What to work on | Reproduce every record exactly as it appears, but not the pictures.

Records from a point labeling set

>> start

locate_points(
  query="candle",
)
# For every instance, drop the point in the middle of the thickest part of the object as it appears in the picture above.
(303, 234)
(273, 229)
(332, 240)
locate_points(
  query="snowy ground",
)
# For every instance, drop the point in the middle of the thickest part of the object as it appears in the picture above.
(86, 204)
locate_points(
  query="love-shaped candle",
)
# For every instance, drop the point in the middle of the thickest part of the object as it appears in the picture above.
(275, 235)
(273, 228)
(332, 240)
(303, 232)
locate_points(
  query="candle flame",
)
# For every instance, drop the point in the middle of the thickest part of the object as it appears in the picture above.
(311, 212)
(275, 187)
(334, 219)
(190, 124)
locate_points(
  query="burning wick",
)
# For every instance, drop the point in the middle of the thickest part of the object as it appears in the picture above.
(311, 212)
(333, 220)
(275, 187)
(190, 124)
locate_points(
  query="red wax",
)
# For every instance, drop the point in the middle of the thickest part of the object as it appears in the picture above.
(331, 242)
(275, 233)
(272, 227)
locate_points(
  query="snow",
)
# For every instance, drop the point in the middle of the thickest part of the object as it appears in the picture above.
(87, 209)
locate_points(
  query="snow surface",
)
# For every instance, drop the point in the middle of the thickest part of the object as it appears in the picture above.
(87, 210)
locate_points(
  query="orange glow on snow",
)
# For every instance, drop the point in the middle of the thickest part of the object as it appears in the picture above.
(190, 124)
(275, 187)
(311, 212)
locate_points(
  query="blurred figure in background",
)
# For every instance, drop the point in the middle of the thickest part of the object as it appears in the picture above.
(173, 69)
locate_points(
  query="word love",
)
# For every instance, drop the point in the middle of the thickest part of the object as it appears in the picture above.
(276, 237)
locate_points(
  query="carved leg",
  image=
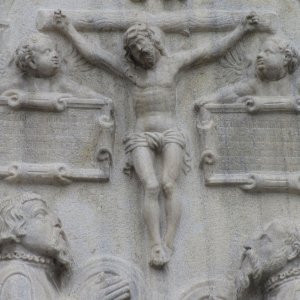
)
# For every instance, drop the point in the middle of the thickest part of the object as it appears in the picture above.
(172, 163)
(143, 164)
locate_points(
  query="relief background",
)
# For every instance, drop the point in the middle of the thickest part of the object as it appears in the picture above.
(105, 218)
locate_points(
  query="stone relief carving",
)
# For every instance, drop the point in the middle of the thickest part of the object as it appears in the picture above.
(106, 270)
(270, 263)
(50, 174)
(41, 85)
(265, 95)
(183, 21)
(208, 290)
(35, 257)
(40, 82)
(152, 72)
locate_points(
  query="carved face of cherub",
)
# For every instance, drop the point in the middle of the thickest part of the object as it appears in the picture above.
(38, 57)
(275, 60)
(265, 256)
(45, 59)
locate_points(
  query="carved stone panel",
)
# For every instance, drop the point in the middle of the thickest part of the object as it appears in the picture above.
(253, 145)
(72, 144)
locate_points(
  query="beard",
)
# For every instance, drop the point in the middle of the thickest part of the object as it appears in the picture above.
(253, 271)
(149, 58)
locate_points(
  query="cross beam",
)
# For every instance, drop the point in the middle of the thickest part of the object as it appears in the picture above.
(172, 22)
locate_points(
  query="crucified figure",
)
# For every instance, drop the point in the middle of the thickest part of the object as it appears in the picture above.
(152, 73)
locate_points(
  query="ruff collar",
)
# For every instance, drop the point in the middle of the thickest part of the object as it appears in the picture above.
(27, 258)
(281, 278)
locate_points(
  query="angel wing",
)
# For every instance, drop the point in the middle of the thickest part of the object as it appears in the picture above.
(75, 62)
(235, 65)
(6, 60)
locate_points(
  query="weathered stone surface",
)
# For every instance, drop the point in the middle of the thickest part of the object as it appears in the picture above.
(92, 91)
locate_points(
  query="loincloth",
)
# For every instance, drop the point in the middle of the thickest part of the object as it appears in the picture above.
(156, 141)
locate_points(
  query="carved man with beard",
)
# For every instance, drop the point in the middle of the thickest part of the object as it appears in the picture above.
(34, 255)
(271, 263)
(152, 73)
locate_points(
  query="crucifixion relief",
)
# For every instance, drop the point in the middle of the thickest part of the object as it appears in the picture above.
(152, 73)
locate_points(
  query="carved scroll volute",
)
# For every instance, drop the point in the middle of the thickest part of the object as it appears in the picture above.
(208, 290)
(105, 143)
(207, 131)
(270, 104)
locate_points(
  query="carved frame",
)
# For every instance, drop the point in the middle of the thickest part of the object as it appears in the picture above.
(254, 181)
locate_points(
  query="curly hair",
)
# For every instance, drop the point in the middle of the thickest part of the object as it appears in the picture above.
(289, 50)
(142, 30)
(12, 217)
(24, 53)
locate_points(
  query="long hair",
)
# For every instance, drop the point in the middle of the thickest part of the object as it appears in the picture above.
(142, 30)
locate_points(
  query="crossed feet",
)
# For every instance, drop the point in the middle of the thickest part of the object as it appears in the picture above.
(160, 256)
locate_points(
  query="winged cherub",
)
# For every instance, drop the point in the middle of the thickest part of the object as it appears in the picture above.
(152, 73)
(275, 63)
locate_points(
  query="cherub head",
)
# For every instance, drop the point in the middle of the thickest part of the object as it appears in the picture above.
(143, 45)
(37, 56)
(276, 59)
(275, 250)
(27, 222)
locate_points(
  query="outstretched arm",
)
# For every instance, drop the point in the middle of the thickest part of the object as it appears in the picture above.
(95, 55)
(228, 94)
(219, 48)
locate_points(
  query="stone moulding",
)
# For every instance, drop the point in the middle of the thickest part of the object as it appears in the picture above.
(50, 174)
(47, 102)
(40, 103)
(250, 180)
(183, 21)
(256, 182)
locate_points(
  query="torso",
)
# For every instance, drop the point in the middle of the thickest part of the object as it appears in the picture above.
(154, 98)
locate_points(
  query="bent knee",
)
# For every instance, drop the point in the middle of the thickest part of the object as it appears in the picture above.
(168, 186)
(152, 187)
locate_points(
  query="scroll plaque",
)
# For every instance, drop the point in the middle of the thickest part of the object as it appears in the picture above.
(254, 145)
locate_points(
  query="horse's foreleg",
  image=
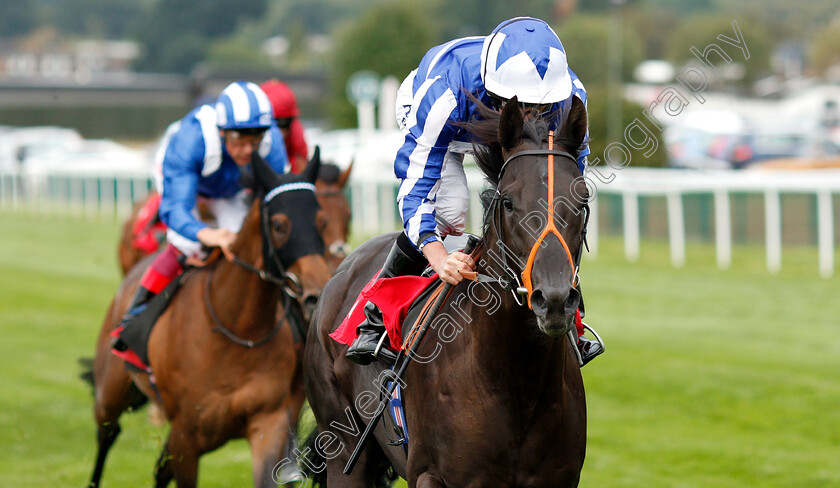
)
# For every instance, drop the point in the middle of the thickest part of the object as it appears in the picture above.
(179, 460)
(163, 470)
(114, 394)
(106, 434)
(269, 435)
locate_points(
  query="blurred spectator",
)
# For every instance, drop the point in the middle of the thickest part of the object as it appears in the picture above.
(286, 114)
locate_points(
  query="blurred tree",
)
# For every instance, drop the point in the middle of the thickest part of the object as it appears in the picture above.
(825, 50)
(654, 27)
(390, 39)
(236, 51)
(586, 38)
(480, 17)
(700, 31)
(176, 33)
(17, 17)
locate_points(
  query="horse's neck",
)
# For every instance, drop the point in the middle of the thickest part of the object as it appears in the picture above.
(242, 300)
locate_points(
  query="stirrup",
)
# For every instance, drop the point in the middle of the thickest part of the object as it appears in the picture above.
(574, 340)
(382, 352)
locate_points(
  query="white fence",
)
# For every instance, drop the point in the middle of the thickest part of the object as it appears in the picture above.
(372, 197)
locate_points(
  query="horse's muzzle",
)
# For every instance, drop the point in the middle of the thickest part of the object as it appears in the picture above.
(555, 310)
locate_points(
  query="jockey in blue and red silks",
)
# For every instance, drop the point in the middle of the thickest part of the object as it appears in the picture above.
(203, 156)
(522, 57)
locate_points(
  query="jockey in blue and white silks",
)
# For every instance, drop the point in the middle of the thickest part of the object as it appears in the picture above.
(200, 157)
(195, 160)
(522, 57)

>> end

Answer to this task |
locate_points(
  query="candle",
)
# For every instance, drop the point in the middle of the thickest part of the object as it appears in the picture above.
(303, 234)
(273, 229)
(332, 240)
locate_points(
  query="snowy ground",
)
# For every instance, drop the point in the middle of the thickest part of the object as it appears in the picture above.
(86, 204)
locate_points(
  query="love-shaped candle",
)
# For every instance, drop the point in the middle of the thickest part of the object as it appears in the picture above.
(275, 235)
(273, 228)
(332, 240)
(303, 232)
locate_points(
  query="candle flame",
)
# For every instance, drop the point in the middle of the thickest part of the object as it appears in the picture above.
(311, 212)
(275, 187)
(334, 219)
(190, 124)
locate_points(
  query="burning wick",
)
# For every instance, drop the point in the middle of the thickest part of the object as it appears in the picture above.
(311, 212)
(333, 220)
(275, 187)
(190, 124)
locate_points(
  query="red wax",
)
# For every instance, drop the point in the middle of the thickest part of the object as it appears in the picture above.
(331, 242)
(275, 233)
(272, 227)
locate_points(
  query="snow",
)
# For every instance, drop the point in the middle of the thickest part of the object as it appears in the picture above.
(87, 209)
locate_points(
  query="snow surface",
)
# For every instance, drop the point in the middle of the thickest part of the object as it appears in the picture above.
(87, 210)
locate_points(
  query="orange glow on snow",
)
# For every instance, drop the point in the middle of the thickest part of the object as it appears in the picture above.
(190, 124)
(275, 187)
(311, 212)
locate_points(
  query="blurred figure in background",
)
# For every instance, drop the point in the middle of the thickest part of the object as it appears in the picture above.
(173, 69)
locate_points(
  query="word love",
)
# For every instance, drop the point in the middle of the thickest part of the object as it appears in the picture above.
(276, 237)
locate_points(
  query="carved leg",
  image=
)
# For every instance, drop the point in the middle of the thickest part of the object as it appears in the picture above.
(172, 163)
(143, 164)
locate_points(
  query="relief background",
)
# For every instance, drop the point in the middle of the thickest part of the object as it appears in the picture above.
(105, 218)
locate_points(
  query="stone relief carving",
)
# For every instance, drop the point in the middle of the thickest part of the object as it appears in the picture above.
(106, 270)
(270, 263)
(50, 174)
(41, 85)
(265, 95)
(183, 21)
(208, 290)
(35, 257)
(40, 82)
(152, 72)
locate_points(
  query="carved face of cherub",
)
# For every instance, drop the point in the middle of the thickest part of the object as it appears in the picture above.
(38, 57)
(275, 60)
(265, 256)
(45, 59)
locate_points(
  query="carved stone panel",
)
# For every instance, drop the point in the middle of the thickest part of the object as it appears in the picture above.
(253, 145)
(72, 144)
locate_points(
  query="beard",
)
# For every instance, drop the point in the middle of the thickest part of the object as it appears in the picture above.
(253, 271)
(149, 58)
locate_points(
  query="cross beam",
)
# For every instance, drop the point in the middle of the thickest part of the object as it appears in the picture above.
(172, 22)
locate_points(
  query="crucified figure",
)
# For every instance, drop the point in the middle of the thickest part of the object as it appears in the picture above.
(152, 73)
locate_points(
  query="ruff collar",
)
# For every instance, drop the point in the middle of the thickest part of the object as it appears in the picture above.
(27, 258)
(281, 278)
locate_points(
  query="angel wing",
)
# For every instance, drop the point in the middle of the thickest part of the object as it appears in the picture above.
(75, 62)
(235, 65)
(6, 60)
locate_points(
  query="weathered stone surface",
)
# For every instance, drop the point in the middle of the thickest part of the object as it appears in the picture above.
(92, 91)
locate_points(
  query="loincloth",
)
# For every instance, drop the point in the middle of the thickest part of the object as it appears in the picture above.
(156, 141)
locate_points(
  query="carved man with beard",
)
# For every instance, drop the point in the middle of the thickest part of the object as it appears in the picture above.
(34, 255)
(271, 263)
(152, 73)
locate_points(
  query="crucifixion relief",
)
# For every instance, drop the point in the middle of the thickest part of the object as it appears in the picture above.
(152, 73)
locate_points(
  query="carved scroll volute",
)
# For every instance, drop the point in the middle of the thickest part of the object as it appears in the picture above.
(208, 290)
(105, 143)
(207, 131)
(270, 104)
locate_points(
  query="carved frame",
)
# For every instance, drop the point in the middle of the thickest part of the object as it appears in the picture above.
(254, 181)
locate_points(
  query="curly hair",
)
# For every instance, drop the point in the middle of the thickest part of the object as it appears in the picture above.
(289, 50)
(142, 30)
(12, 217)
(24, 53)
locate_points(
  query="long hair",
)
# For every instance, drop the point in the middle of the thickest part of the object as it appears in the picture above.
(142, 30)
locate_points(
  query="crossed feet",
)
# For every instance, drop the point in the middle of the thickest part of the object as it appears in the picture above.
(160, 256)
locate_points(
  query="winged cherub",
)
# For every instance, drop the point in the middle of the thickest part of the object as it appears in the picture above.
(152, 73)
(275, 63)
locate_points(
  query="cherub head",
)
# For every instance, drop the point in the middle of the thickest part of the object as it appears in the picture above.
(143, 45)
(37, 56)
(276, 59)
(275, 250)
(27, 222)
locate_points(
  query="outstretched arm",
)
# For every instance, drop the point in the middle of the thickest part of the object as it appears in the picture above.
(95, 55)
(228, 94)
(219, 48)
locate_points(
  query="stone moulding",
)
# For every instance, drop the point in the middle of the thickest part of the object as it appears in the picture above.
(50, 174)
(47, 102)
(40, 103)
(250, 180)
(183, 21)
(256, 182)
locate_points(
  query="torso",
)
# For every instance, drop the point in the middle of the thickest part of the object as it appears in the picture above.
(154, 98)
locate_points(
  query="bent knee",
)
# For every instance, drop the point in the middle of the thickest part of the object as it appears in the picture above.
(168, 186)
(152, 187)
locate_points(
  query="scroll plaque",
)
# For every instance, drop the point in the middle of the thickest part of the object as it appears in the picture above.
(254, 145)
locate_points(
  query="horse's foreleg",
  image=
)
# For every instance, drop the point in the middle of the thickest part of the object as it appears in the picture above.
(179, 460)
(163, 470)
(114, 394)
(106, 434)
(269, 435)
locate_points(
  query="blurred spectator",
)
# For every instance, drop the point in the middle of the thickest part of the object as it appears in the picture above.
(286, 114)
locate_points(
  query="blurred tree",
)
# For every instance, drop the point in the middle of the thickest part of the object as it appears in the picture above.
(825, 50)
(654, 27)
(390, 39)
(236, 51)
(586, 38)
(480, 17)
(700, 31)
(176, 33)
(17, 17)
locate_points(
  query="horse's neck",
)
# For every instance, drop the point in the middle of the thickest part of the object as it appears in the picture above.
(242, 300)
locate_points(
  query="stirrup",
)
# For every instance, drop the point in the middle of the thickest part of the object as it appears in the picture above.
(574, 340)
(382, 352)
locate_points(
  query="white fence",
)
# For every instance, drop the point in the middle of the thickest part of the object as it appears in the picture above.
(372, 197)
locate_points(
  query="horse's muzzle",
)
# For every instance, drop the point in the middle of the thickest part of the object as it appears in the picture above.
(555, 310)
locate_points(
  query="jockey in blue and red silks",
)
# For every instance, drop the point in the middle of the thickest part of the object as it appears in the picture above.
(203, 156)
(522, 57)
locate_points(
  query="jockey in blue and white silks",
)
# For every instance, drop the point in the middle of the thickest part of the object as it appears in the picture above.
(200, 157)
(195, 160)
(522, 57)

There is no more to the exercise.